Work order. Write out the entire listing exactly, so that each line matches the original.
*** Given information Section Begins ***
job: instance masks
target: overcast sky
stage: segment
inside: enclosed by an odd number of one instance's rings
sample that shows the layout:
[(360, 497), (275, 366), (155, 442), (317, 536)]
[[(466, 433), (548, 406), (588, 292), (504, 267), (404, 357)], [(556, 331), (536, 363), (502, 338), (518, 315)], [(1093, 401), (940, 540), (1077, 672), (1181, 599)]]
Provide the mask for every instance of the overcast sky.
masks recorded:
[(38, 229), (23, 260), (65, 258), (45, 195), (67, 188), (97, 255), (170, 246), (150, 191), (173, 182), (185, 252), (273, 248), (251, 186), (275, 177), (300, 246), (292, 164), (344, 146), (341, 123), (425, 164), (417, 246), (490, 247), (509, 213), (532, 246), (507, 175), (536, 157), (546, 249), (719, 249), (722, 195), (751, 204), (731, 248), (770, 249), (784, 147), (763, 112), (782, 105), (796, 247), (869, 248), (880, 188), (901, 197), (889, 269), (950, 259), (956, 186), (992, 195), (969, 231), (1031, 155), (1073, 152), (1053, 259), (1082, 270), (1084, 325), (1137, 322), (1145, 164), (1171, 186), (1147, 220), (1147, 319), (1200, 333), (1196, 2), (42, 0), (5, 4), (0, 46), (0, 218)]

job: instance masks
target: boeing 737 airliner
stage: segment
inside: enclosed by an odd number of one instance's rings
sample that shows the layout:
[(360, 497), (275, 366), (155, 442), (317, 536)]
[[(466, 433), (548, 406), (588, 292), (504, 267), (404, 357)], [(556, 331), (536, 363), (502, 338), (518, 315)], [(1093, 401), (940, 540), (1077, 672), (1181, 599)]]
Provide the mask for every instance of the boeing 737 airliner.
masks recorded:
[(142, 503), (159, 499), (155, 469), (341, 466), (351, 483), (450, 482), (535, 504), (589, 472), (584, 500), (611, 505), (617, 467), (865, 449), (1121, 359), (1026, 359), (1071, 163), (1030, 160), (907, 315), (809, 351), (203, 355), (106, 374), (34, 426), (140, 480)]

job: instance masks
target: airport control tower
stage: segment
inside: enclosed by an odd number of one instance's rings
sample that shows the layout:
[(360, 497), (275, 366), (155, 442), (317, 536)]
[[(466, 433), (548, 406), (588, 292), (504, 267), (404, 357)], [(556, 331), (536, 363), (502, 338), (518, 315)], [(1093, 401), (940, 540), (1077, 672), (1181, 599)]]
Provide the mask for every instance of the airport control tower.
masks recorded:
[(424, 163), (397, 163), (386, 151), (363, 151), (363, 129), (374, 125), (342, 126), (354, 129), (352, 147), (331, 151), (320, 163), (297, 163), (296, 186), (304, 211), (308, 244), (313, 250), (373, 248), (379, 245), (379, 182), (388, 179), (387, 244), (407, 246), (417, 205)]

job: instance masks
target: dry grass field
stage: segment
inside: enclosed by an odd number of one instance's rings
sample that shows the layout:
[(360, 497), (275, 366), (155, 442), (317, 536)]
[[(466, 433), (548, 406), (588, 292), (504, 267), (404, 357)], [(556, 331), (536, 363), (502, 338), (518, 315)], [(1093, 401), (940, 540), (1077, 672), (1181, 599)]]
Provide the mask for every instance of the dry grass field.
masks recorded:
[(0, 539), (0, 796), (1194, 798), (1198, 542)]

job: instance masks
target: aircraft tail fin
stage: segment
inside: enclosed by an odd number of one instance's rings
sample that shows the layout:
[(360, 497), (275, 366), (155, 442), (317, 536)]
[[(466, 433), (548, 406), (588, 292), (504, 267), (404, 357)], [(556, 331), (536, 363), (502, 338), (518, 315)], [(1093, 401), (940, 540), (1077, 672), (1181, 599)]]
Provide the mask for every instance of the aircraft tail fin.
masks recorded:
*** Given information Section Ends ***
Response.
job: instance masks
target: overcast sky
stage: segment
inside: enclosed by an odd number of one instance's rings
sample that shows the layout:
[(360, 497), (275, 366), (155, 442), (317, 536)]
[[(466, 433), (548, 406), (588, 292), (504, 267), (404, 357)], [(556, 331), (536, 363), (502, 338), (518, 315)], [(1093, 401), (940, 540), (1077, 672), (1181, 599)]]
Provide the mask for every instance of the overcast sky.
masks recorded:
[(38, 229), (23, 260), (65, 258), (45, 195), (67, 188), (97, 255), (170, 246), (150, 191), (173, 182), (185, 252), (273, 248), (251, 186), (275, 177), (300, 246), (292, 164), (344, 146), (341, 123), (425, 164), (417, 246), (490, 247), (509, 213), (532, 246), (507, 175), (536, 157), (546, 249), (719, 249), (722, 195), (751, 204), (731, 248), (770, 249), (784, 147), (763, 112), (782, 105), (796, 247), (869, 248), (880, 188), (901, 197), (889, 269), (950, 259), (956, 186), (992, 195), (969, 231), (1031, 155), (1073, 152), (1053, 259), (1082, 270), (1084, 325), (1137, 322), (1145, 164), (1171, 186), (1147, 220), (1147, 319), (1200, 333), (1196, 2), (42, 0), (5, 4), (0, 46), (0, 218)]

job: instance masks
target: boeing 737 airliner
stage: segment
inside: enclosed by an odd number of one instance's rings
sample that shows the layout:
[(360, 497), (275, 366), (155, 442), (317, 536)]
[[(466, 433), (548, 406), (588, 292), (504, 267), (404, 357)], [(556, 331), (536, 363), (502, 338), (518, 315)], [(1093, 401), (940, 540), (1077, 672), (1181, 599)]]
Provide the mask for every instance of the boeing 737 airliner.
masks recorded:
[(142, 503), (159, 499), (155, 469), (341, 466), (351, 483), (450, 482), (535, 504), (589, 472), (584, 500), (611, 505), (617, 467), (865, 449), (1121, 359), (1026, 359), (1071, 163), (1030, 160), (907, 315), (809, 351), (203, 355), (106, 374), (34, 426), (140, 480)]

job: instance masks
target: airport control tower
stage: segment
inside: enclosed by an odd number of one instance's rings
sample that shows the layout:
[(360, 497), (275, 366), (155, 442), (317, 536)]
[[(466, 433), (548, 406), (588, 292), (504, 267), (404, 357)], [(556, 331), (536, 363), (502, 338), (518, 315)], [(1093, 401), (940, 540), (1077, 672), (1181, 599)]]
Provide the mask for every instance of the airport control tower.
masks recorded:
[(424, 163), (397, 163), (386, 151), (363, 151), (363, 129), (374, 125), (342, 126), (354, 129), (352, 147), (331, 151), (320, 163), (297, 163), (296, 186), (304, 211), (308, 244), (313, 250), (373, 248), (379, 245), (379, 182), (388, 179), (387, 244), (407, 246), (417, 205)]

job: instance masks
target: dry grass field
stage: segment
inside: enclosed by an odd number of one instance's rings
sample that shows the layout:
[(360, 497), (275, 366), (155, 442), (317, 536)]
[[(466, 433), (548, 406), (588, 292), (504, 267), (404, 357)], [(556, 331), (536, 363), (502, 338), (518, 315)], [(1093, 401), (940, 540), (1077, 672), (1181, 599)]]
Provide the mask for every instance of the dry grass field.
masks recorded:
[(0, 539), (0, 796), (1194, 798), (1198, 542)]

job: instance masks
target: aircraft tail fin
stage: segment
inside: enclosed by an odd number of one instance's rings
sample that shows the layout:
[(360, 497), (275, 366), (155, 442), (317, 536)]
[[(466, 433), (548, 406), (588, 292), (504, 267), (404, 357)], [(556, 331), (536, 363), (502, 338), (518, 315)], [(1093, 401), (940, 540), (1077, 672), (1181, 599)]]
Provide the mask for every instance of the aircraft tail fin.
masks recorded:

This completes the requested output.